→ RECORD LIST:
Begin

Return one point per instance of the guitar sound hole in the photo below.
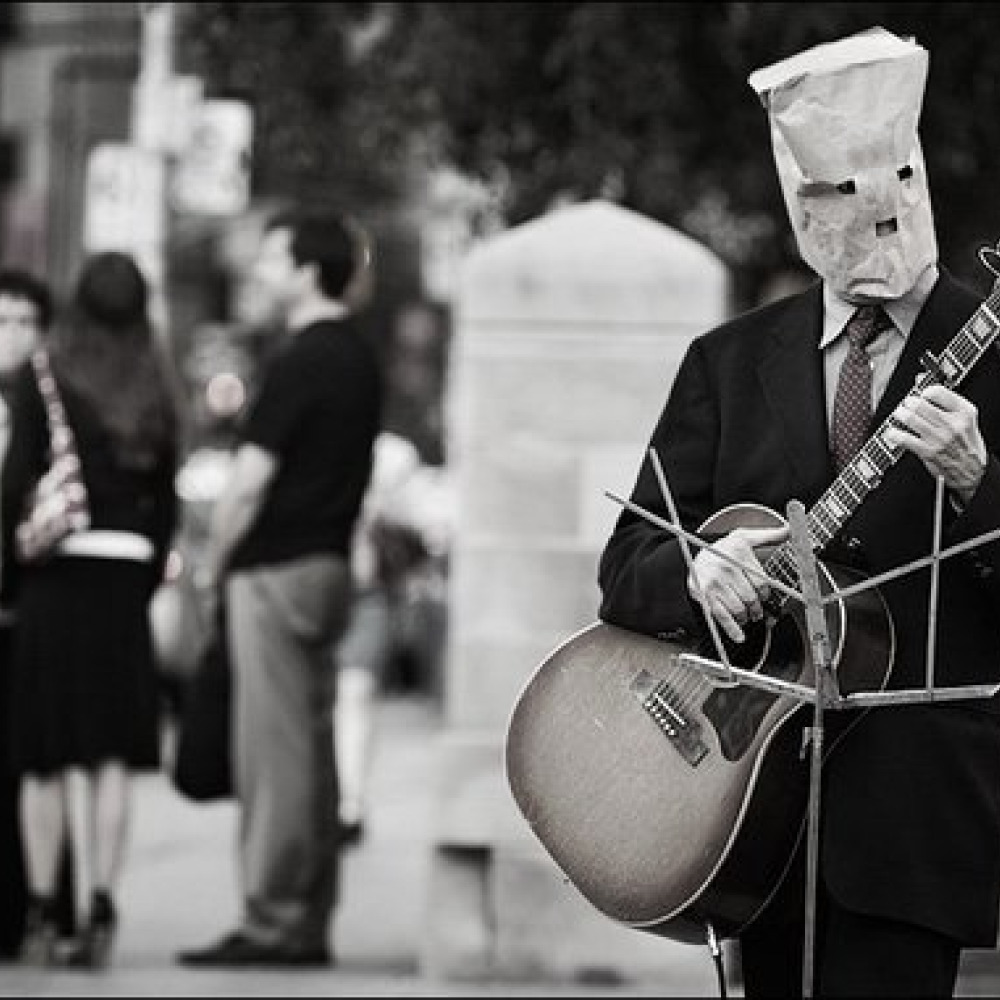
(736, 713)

End
Begin

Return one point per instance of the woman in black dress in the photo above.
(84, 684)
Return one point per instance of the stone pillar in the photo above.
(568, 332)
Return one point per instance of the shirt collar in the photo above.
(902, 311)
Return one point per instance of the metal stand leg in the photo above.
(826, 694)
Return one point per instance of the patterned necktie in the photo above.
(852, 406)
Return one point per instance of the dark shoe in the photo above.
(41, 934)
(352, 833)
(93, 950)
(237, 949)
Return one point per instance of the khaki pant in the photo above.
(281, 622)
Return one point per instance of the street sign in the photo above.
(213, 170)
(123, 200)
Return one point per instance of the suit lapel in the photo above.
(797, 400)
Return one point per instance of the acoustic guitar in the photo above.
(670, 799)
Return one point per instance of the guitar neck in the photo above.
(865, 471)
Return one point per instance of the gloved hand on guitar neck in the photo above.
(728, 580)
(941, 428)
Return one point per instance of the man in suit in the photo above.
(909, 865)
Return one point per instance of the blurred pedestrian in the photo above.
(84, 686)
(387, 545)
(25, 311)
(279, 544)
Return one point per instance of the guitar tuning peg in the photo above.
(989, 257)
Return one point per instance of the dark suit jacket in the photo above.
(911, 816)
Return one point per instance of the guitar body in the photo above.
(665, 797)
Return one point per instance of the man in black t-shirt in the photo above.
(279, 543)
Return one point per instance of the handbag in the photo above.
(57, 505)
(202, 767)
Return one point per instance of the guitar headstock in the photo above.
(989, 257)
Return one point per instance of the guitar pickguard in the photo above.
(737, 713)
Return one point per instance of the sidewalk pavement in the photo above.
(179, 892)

End

→ GIVEN TASK: Copy out, in full, each line of the material above that contains the string "black". Matching is case-sensitive.

→ WORKED SOLUTION:
Return one point per instance of the woman in black dress in the photo above.
Return one point per instance of the man in black t-shirt in the photo above.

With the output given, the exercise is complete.